**Problem:**
Quote the passage of the OPEC+ output cuts article starting with "Now the organisation" and going on through "Reserve increased rates.", word for word.

**Extracted text:**
★ ★ ★ ★ ★
OPEC+ weighing largest output cuts since 2020 crisis

The OPEC+ group of oil-producing countries and their allies is discussing output cuts of more than 1 million barrels per day (bpd), OPEC sources inform. Further, voluntary cuts by individual members could come on top of that, making it their largest cut since 2020.

The group is set to meet on October 5 in Vienna in person for the first time since March 2020. OPEC+, which combines OPEC countries and their allies such as Russia, has been gradually raising its output target to unwind the record cuts it made in 2020.

Now the organisation recorded a sharp fall in prices, which have dropped below USD 90 per barrel from as high as USD 120 in the last months due to fears about the state global economy and a rise of the US dollar after the Federal Reserve increased rates.

“It may be as significant as the April 2020 meeting,” the source informed Reuters, referring to when OPEC+ agreed to cut supplies of around 10 million bpd, or 10 percent of global output, as the COVID-19 pandemic slashed demand.

A significant cut will likely affect the United States, which has been pressuring Saudi Arabia to continue pumping more to help oil prices to drop and to create extra pressure on Moscow that continues its aggression against Ukraine.

Saudi Arabia has not yet condemned Moscow's aggressive actions amid difficult relations with US President Joe Biden’s administration.
★ ★ ★ ★ ★
**Records shown:**
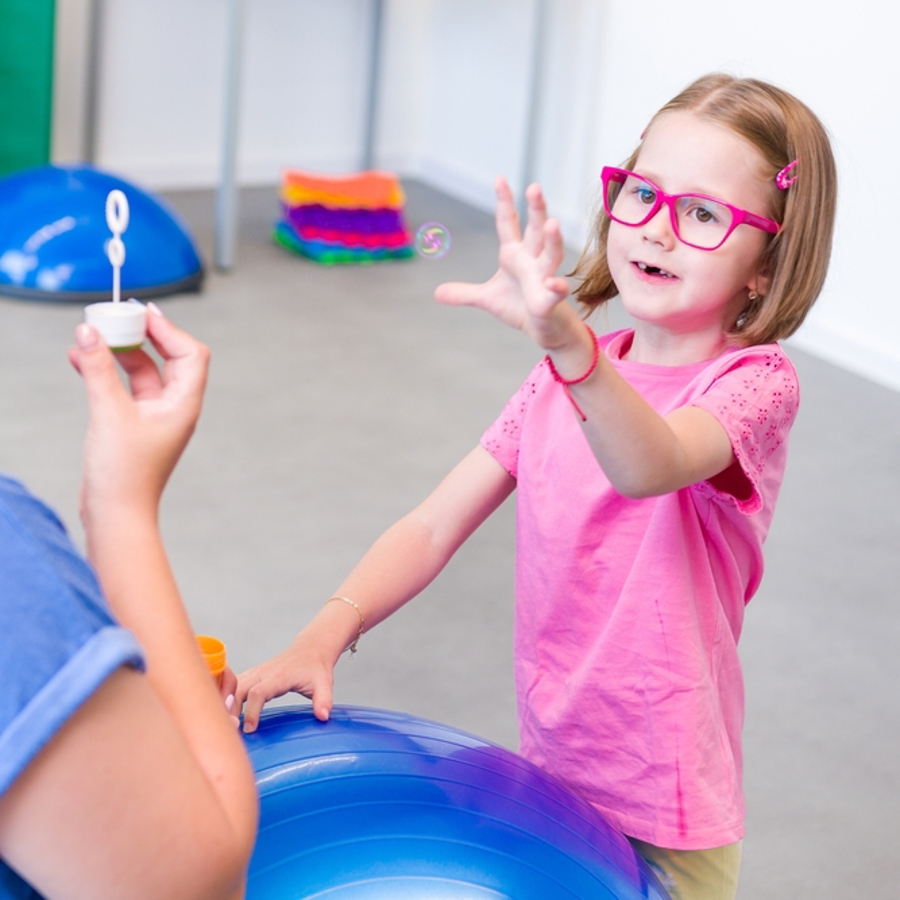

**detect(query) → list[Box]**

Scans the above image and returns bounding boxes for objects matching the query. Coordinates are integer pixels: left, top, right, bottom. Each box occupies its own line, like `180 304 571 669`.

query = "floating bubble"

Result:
416 222 450 259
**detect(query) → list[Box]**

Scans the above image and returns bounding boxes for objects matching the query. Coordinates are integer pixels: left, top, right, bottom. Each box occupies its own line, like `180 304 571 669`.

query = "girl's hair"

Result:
572 74 837 346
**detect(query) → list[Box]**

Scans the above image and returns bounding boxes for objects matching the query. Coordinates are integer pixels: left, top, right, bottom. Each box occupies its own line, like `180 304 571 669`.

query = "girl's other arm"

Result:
236 447 516 732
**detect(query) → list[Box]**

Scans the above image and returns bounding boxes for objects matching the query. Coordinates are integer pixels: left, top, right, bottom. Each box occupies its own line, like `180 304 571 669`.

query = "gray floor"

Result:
0 183 900 900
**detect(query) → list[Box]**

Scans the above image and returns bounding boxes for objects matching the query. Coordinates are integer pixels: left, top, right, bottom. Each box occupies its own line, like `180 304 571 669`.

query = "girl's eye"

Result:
688 203 719 225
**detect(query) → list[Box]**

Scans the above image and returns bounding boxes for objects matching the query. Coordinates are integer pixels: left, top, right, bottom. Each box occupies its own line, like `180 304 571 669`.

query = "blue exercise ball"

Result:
246 707 668 900
0 166 203 303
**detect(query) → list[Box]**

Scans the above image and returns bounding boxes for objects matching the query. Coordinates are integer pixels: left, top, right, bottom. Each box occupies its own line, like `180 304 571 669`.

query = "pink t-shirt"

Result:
481 331 799 850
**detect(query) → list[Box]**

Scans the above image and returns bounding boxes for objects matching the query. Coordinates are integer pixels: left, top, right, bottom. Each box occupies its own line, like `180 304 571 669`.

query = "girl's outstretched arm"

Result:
0 311 257 900
235 447 516 732
435 178 734 498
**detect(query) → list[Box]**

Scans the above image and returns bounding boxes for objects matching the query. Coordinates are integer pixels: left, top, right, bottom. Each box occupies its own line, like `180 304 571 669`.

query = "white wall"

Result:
55 0 900 389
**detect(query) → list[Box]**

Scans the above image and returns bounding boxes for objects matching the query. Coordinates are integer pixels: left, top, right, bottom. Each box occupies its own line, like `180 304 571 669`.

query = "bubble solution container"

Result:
196 634 225 687
84 298 147 351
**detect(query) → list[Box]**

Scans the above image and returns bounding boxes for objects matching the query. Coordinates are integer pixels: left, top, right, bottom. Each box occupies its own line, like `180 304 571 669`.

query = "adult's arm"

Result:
0 308 257 900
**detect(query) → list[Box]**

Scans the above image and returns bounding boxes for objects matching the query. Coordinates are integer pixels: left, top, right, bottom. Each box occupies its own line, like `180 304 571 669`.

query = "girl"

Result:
237 75 836 900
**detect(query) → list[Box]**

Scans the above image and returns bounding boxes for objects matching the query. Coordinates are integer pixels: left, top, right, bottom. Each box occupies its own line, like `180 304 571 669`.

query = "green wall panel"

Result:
0 0 55 175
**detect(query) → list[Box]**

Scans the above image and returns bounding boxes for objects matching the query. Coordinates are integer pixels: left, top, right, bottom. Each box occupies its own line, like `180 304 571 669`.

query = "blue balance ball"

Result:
246 707 668 900
0 166 203 303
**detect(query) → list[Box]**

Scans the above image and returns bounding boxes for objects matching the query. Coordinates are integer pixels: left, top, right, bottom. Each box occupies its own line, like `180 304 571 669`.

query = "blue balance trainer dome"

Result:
0 166 203 303
246 707 668 900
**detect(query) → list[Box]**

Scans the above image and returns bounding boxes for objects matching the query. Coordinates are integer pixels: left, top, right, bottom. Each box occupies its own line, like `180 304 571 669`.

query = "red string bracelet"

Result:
546 322 600 422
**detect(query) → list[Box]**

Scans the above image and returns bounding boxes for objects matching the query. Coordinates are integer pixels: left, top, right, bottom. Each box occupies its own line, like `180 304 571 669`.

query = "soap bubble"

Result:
416 222 450 259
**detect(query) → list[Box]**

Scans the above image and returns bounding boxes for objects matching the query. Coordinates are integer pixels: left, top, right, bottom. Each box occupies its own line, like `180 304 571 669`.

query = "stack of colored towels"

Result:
273 170 413 265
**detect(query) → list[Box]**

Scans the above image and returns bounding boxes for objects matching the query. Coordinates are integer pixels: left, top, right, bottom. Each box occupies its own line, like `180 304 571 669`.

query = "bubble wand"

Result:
84 190 147 350
106 191 128 303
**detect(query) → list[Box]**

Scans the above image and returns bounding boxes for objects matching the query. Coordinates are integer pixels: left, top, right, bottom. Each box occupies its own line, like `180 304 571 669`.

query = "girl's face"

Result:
607 111 775 350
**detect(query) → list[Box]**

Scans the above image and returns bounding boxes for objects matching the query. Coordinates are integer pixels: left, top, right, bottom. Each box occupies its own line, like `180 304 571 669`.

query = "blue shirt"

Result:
0 475 144 900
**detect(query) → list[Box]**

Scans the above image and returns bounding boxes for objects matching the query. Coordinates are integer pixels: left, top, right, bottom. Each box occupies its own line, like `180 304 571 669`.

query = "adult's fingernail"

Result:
75 322 97 350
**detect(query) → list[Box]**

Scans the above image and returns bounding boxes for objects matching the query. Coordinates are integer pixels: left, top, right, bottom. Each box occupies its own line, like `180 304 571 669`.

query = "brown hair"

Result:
572 73 837 347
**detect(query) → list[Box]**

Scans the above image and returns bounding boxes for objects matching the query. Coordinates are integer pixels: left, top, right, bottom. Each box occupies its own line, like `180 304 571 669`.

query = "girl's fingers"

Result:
69 324 132 406
541 219 565 272
494 176 522 244
434 281 484 306
312 679 333 722
110 350 162 400
523 184 547 256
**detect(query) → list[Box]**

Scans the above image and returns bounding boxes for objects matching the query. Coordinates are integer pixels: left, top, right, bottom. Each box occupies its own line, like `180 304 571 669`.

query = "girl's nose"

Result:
642 203 677 250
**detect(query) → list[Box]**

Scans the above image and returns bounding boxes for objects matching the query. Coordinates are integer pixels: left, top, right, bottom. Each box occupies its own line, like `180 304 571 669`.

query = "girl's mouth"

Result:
635 262 675 278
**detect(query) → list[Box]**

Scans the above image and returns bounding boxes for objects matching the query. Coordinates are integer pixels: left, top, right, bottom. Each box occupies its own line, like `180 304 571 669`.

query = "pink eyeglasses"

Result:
600 166 781 250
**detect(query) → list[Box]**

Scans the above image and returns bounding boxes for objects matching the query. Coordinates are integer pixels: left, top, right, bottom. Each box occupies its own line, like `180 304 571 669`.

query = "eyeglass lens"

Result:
606 175 732 249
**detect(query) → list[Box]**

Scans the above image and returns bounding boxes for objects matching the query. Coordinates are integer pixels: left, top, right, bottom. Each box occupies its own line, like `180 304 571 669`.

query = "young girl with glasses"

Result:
237 75 836 900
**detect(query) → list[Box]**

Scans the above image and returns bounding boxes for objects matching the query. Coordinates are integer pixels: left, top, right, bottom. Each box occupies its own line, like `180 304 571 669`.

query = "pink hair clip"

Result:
775 159 799 191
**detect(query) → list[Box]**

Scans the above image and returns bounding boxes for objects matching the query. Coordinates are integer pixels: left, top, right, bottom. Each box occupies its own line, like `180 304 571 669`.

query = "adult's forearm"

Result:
87 509 257 845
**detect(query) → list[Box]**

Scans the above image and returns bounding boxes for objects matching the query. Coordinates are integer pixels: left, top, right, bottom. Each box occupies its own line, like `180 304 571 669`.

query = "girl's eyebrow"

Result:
631 168 727 203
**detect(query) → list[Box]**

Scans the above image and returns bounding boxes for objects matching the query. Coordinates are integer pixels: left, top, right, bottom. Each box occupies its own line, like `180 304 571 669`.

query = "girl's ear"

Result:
747 272 772 297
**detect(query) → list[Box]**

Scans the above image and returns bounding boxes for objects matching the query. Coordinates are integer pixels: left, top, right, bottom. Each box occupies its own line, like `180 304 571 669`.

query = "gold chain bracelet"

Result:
325 597 366 656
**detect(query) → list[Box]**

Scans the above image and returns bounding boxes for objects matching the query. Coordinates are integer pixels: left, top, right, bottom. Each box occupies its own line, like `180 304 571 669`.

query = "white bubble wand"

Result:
84 190 147 350
106 191 128 303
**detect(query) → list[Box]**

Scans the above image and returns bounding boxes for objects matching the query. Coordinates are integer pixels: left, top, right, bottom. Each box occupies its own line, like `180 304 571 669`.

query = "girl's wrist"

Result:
547 320 599 385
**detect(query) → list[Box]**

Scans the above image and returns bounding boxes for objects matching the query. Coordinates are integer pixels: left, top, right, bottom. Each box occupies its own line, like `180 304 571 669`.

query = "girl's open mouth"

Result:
635 263 675 278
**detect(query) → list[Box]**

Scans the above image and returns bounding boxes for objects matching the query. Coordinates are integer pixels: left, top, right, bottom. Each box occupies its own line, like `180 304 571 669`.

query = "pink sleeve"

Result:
691 344 800 513
481 360 546 478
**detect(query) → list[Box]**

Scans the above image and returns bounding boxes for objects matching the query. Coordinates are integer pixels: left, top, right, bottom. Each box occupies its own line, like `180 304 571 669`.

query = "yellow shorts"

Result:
628 838 741 900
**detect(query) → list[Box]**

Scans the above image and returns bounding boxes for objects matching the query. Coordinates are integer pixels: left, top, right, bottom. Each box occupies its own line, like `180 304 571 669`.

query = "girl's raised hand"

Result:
69 304 209 526
435 178 569 349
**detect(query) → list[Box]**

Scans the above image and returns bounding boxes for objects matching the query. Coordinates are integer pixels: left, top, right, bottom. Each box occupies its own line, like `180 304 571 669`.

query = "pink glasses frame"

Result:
600 166 781 250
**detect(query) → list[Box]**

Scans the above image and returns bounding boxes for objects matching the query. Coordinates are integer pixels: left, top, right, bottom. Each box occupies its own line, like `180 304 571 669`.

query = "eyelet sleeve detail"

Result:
481 359 547 478
692 345 800 513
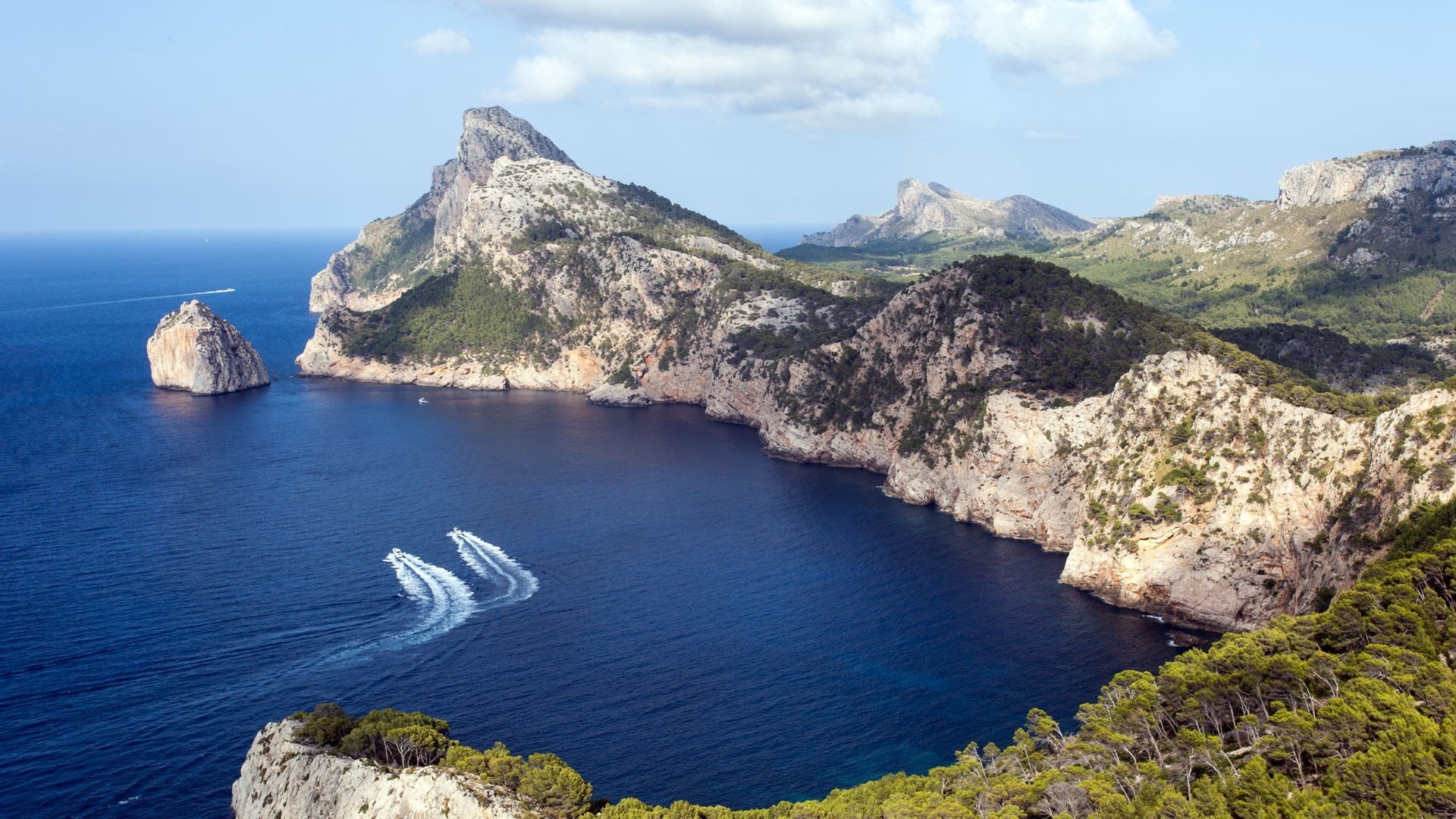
★ ★ ★ ★ ★
**Answer box:**
Now the organisation recorded a sharp fall in prices, which have dropped below USD 90 per barrel from as high as USD 120 in the last months due to fears about the state global economy and a rise of the US dollar after the Federal Reserve increased rates.